**RECORDS SHOWN**
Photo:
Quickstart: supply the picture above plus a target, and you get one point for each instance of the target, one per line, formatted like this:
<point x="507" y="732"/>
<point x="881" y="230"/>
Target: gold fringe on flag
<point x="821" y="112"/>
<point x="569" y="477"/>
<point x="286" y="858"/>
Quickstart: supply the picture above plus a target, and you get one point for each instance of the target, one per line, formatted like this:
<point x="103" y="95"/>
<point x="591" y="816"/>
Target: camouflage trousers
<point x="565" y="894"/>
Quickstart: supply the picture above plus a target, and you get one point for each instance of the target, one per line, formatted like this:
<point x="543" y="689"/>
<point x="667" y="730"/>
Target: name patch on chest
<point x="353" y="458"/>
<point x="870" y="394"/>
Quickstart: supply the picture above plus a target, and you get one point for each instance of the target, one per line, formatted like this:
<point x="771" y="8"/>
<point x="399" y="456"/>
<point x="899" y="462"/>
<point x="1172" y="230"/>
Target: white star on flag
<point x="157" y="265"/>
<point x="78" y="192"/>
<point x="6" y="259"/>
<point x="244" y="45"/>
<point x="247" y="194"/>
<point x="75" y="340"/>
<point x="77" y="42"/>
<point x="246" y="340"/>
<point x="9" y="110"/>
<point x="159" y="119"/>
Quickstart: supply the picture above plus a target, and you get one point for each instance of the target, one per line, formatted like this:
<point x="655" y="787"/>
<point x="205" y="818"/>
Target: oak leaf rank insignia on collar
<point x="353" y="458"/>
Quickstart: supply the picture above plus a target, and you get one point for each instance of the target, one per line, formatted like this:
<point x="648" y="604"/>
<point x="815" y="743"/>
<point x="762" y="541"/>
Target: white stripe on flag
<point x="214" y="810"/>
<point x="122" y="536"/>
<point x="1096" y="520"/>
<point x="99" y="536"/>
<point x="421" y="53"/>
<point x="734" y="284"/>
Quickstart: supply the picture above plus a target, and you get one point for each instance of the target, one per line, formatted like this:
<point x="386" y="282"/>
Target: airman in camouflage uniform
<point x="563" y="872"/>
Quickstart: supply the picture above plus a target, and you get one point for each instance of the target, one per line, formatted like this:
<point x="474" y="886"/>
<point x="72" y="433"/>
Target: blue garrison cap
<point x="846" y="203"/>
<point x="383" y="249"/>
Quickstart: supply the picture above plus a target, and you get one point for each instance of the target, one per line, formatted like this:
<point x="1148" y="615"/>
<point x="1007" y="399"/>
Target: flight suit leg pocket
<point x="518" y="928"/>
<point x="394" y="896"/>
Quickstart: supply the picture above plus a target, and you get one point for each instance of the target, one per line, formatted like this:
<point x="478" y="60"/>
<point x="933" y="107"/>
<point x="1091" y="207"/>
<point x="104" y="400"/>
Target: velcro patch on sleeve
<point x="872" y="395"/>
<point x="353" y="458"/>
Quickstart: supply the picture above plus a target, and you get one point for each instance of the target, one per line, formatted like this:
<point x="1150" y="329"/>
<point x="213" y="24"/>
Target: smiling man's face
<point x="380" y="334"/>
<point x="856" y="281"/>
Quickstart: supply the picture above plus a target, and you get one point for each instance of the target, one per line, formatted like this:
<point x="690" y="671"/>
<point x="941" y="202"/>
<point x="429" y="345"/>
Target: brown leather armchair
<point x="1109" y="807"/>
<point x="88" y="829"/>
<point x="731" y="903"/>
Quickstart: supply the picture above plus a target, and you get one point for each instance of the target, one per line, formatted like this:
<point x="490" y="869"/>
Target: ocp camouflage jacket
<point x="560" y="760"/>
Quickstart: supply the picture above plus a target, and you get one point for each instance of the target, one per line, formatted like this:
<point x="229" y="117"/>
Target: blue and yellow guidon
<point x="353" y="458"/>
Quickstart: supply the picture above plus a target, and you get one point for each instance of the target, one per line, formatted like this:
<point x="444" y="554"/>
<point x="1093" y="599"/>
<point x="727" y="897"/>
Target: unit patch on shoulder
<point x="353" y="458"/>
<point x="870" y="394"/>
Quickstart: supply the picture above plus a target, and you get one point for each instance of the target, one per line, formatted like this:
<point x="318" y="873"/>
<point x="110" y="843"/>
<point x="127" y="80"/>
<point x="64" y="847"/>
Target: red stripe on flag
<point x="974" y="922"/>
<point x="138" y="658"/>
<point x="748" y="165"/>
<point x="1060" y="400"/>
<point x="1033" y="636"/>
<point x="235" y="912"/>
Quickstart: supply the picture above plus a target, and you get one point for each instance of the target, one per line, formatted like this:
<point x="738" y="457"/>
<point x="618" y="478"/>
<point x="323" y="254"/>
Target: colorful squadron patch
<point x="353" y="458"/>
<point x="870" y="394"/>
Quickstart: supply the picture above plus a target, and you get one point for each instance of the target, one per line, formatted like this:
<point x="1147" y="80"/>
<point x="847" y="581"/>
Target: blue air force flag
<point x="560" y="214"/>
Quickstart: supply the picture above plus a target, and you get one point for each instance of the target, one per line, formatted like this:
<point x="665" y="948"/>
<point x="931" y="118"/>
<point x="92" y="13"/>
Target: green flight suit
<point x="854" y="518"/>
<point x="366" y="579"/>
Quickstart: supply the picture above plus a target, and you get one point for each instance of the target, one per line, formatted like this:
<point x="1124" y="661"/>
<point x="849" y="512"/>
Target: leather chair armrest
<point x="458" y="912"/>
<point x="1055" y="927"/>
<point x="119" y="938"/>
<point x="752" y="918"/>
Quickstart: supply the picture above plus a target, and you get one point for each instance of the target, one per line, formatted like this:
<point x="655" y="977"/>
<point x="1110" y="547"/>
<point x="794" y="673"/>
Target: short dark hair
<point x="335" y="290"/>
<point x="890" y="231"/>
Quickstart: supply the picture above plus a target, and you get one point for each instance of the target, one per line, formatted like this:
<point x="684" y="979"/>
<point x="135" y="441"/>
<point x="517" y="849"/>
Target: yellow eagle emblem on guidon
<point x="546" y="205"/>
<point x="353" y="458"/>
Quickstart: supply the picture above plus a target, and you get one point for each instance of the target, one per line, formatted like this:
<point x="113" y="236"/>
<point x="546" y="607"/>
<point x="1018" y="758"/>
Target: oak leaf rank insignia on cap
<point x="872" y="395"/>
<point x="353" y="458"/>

**AIM**
Extract all of the data above and output it character for character.

**WORKED SOLUTION**
Photo:
Quickstart: supply the picture above plus a target, and you get one point for each instance of the target, one per line, formatted like this:
<point x="507" y="732"/>
<point x="881" y="230"/>
Target: gold fringe on flag
<point x="821" y="112"/>
<point x="569" y="477"/>
<point x="286" y="858"/>
Quickstart: supply the picture above plus a target, and you get one point for each instance of the target, one per line, formatted like this:
<point x="103" y="95"/>
<point x="591" y="816"/>
Target: camouflage trousers
<point x="565" y="894"/>
Quickstart: supply the picture above plus a target, and you get one point for each instance of the target, one per line, formatted like this:
<point x="543" y="689"/>
<point x="667" y="730"/>
Target: name patch on chest
<point x="353" y="458"/>
<point x="870" y="394"/>
Quickstart: supply the picture above plus a target, and you get one point for each instance of the target, one per line, formatted like this:
<point x="771" y="8"/>
<point x="399" y="456"/>
<point x="899" y="462"/>
<point x="1172" y="230"/>
Target: white star on flag
<point x="157" y="265"/>
<point x="78" y="192"/>
<point x="6" y="259"/>
<point x="244" y="45"/>
<point x="247" y="194"/>
<point x="75" y="340"/>
<point x="77" y="42"/>
<point x="246" y="340"/>
<point x="9" y="110"/>
<point x="159" y="119"/>
Quickstart: supply the picture above plus a target, and you get one point for each instance of the target, one per line, formatted like this:
<point x="655" y="787"/>
<point x="205" y="818"/>
Target: oak leaf rank insignia on collar
<point x="353" y="458"/>
Quickstart: supply the picture above plus a target, and you get one point for each instance of the target, one per line, formatted like this:
<point x="648" y="604"/>
<point x="815" y="743"/>
<point x="762" y="541"/>
Target: white stripe on flag
<point x="214" y="810"/>
<point x="122" y="536"/>
<point x="1096" y="520"/>
<point x="99" y="536"/>
<point x="421" y="53"/>
<point x="734" y="284"/>
Quickstart: supply the picture above plus a target, and you get one point for each instance of the target, one per line, formatted like this:
<point x="386" y="282"/>
Target: airman in camouflage uniform
<point x="563" y="872"/>
Quickstart: supply the picture above plus a target, and you get one point for each instance of the target, one per line, formatted like this:
<point x="474" y="886"/>
<point x="72" y="433"/>
Target: blue garrison cap
<point x="846" y="203"/>
<point x="383" y="249"/>
Quickstart: supply the picture above plus a target, and you get one point for each instance of the target, one per line, formatted like this:
<point x="1148" y="615"/>
<point x="1007" y="399"/>
Target: flight suit leg pocket
<point x="518" y="928"/>
<point x="394" y="896"/>
Quickstart: supply the picture above plus a target, and you get one point for each instance of the target, one per line, formatted like this:
<point x="478" y="60"/>
<point x="933" y="107"/>
<point x="1091" y="207"/>
<point x="104" y="400"/>
Target: velcro patch on sleeve
<point x="872" y="395"/>
<point x="353" y="458"/>
Quickstart: supply the picture above plus a target, and you get one point for each instance of the target, one per line, formatted like this:
<point x="1150" y="329"/>
<point x="213" y="24"/>
Target: smiling man's face
<point x="380" y="334"/>
<point x="856" y="281"/>
Quickstart: supply the picture above plus a target, and you get one point for each instance of the target, one per line, formatted like this:
<point x="690" y="671"/>
<point x="941" y="202"/>
<point x="429" y="345"/>
Target: brown leather armchair
<point x="1109" y="807"/>
<point x="88" y="829"/>
<point x="731" y="903"/>
Quickstart: supply the picture above plus a target, and you get one point for each instance of the target, one per line, formatted like this:
<point x="490" y="869"/>
Target: ocp camouflage jacket
<point x="560" y="760"/>
Quickstart: supply the picture above plus a target, and you get one point for each instance of the target, one per line, formatted like this:
<point x="229" y="117"/>
Target: blue and yellow guidon
<point x="353" y="458"/>
Quickstart: supply the picture above plus a target, and you get one point for each instance of the target, one per line, formatted like this:
<point x="444" y="554"/>
<point x="1093" y="599"/>
<point x="727" y="897"/>
Target: unit patch on shoulder
<point x="353" y="458"/>
<point x="870" y="394"/>
Quickstart: supply the picture above plus a target, and you get one point for each instance of the target, one per line, formatted like this:
<point x="318" y="873"/>
<point x="110" y="843"/>
<point x="127" y="80"/>
<point x="64" y="847"/>
Target: red stripe on flag
<point x="974" y="922"/>
<point x="138" y="658"/>
<point x="748" y="165"/>
<point x="1060" y="400"/>
<point x="1033" y="636"/>
<point x="235" y="912"/>
Quickstart: supply the picture above plus a target, and you get one point for each instance of the target, one per line, formatted like this:
<point x="738" y="457"/>
<point x="618" y="478"/>
<point x="323" y="254"/>
Target: colorful squadron patch
<point x="353" y="458"/>
<point x="870" y="394"/>
Quickstart: supply the picture above plus a target, and you get one point for each instance of the target, one per line, formatted like this:
<point x="1147" y="80"/>
<point x="847" y="581"/>
Target: blue air force flag
<point x="560" y="214"/>
Quickstart: supply the picture above plus a target, and you get one point for each instance of the target, one per line, formatted like this:
<point x="665" y="948"/>
<point x="931" y="118"/>
<point x="92" y="13"/>
Target: green flight suit
<point x="854" y="518"/>
<point x="366" y="579"/>
Quickstart: supply the picture above plus a target, and you get one point for each instance of the target, one per line, formatted like this:
<point x="1124" y="661"/>
<point x="849" y="512"/>
Target: leather chair armrest
<point x="458" y="912"/>
<point x="1055" y="927"/>
<point x="119" y="938"/>
<point x="752" y="918"/>
Quickstart: supply the picture above plus a target, and you get one point for each instance of the target, one per line, formatted like this:
<point x="655" y="977"/>
<point x="1110" y="547"/>
<point x="794" y="673"/>
Target: short dark hair
<point x="335" y="290"/>
<point x="890" y="231"/>
Quickstart: supply the picture above plus a target, and you get one point for each instance of the target, one per line, formatted like this:
<point x="684" y="979"/>
<point x="135" y="441"/>
<point x="517" y="849"/>
Target: yellow eagle emblem on guidon
<point x="546" y="205"/>
<point x="353" y="458"/>
Quickstart: supply the picture above plus a target, and you get one point for each instance of the target, one per line, formatted like this:
<point x="113" y="236"/>
<point x="546" y="607"/>
<point x="1018" y="758"/>
Target: oak leaf rank insignia on cap
<point x="872" y="395"/>
<point x="353" y="458"/>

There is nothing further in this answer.